Exercise description: Please find every line in the data below that contains the string "orange" and copy each one out. Matching is case-sensitive.

[Position identification records]
────────────────────

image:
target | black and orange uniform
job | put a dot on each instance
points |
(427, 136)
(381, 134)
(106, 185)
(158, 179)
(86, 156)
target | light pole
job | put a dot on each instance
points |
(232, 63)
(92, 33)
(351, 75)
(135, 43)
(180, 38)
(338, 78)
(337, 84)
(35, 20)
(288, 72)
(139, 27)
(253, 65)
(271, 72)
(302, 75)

────────────────────

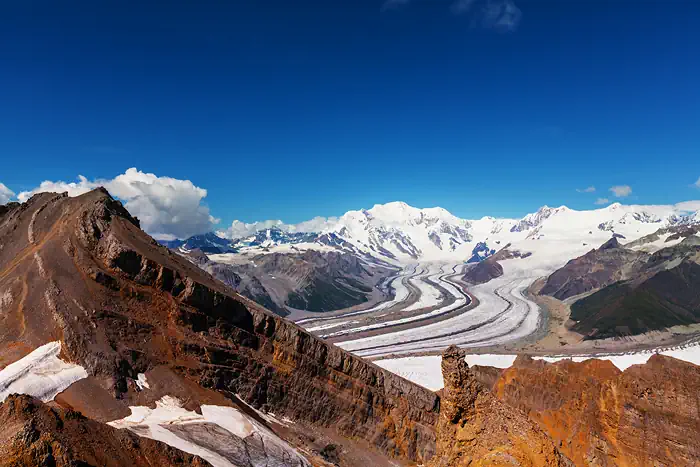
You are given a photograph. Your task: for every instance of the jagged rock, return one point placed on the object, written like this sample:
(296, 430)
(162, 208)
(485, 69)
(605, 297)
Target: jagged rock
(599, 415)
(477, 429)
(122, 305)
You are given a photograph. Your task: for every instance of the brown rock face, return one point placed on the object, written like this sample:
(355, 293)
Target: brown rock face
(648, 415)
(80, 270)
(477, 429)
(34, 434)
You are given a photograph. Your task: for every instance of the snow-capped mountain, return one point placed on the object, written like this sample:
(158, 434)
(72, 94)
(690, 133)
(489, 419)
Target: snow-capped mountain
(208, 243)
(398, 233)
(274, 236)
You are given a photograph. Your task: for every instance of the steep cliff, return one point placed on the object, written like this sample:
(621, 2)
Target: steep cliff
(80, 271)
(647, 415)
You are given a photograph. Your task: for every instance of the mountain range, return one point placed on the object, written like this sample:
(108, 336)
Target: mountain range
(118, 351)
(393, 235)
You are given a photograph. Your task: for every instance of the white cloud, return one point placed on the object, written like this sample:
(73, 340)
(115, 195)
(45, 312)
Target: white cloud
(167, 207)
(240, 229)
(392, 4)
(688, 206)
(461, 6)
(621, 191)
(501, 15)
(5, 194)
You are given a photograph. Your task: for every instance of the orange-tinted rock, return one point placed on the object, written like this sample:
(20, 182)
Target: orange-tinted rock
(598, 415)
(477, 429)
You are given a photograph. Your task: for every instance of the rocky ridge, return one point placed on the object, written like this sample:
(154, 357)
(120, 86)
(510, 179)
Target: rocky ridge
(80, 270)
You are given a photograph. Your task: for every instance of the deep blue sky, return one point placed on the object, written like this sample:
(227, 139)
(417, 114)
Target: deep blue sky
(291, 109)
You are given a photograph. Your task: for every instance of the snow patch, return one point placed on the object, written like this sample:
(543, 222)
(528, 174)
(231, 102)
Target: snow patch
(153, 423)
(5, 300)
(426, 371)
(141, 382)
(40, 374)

────────────────────

Result below:
target | black and orange uniform
You are given a photograph. Your task: for every instance of the orange-tinted rock, return one point placed on the object, written like this sample:
Target: orange-tinted rock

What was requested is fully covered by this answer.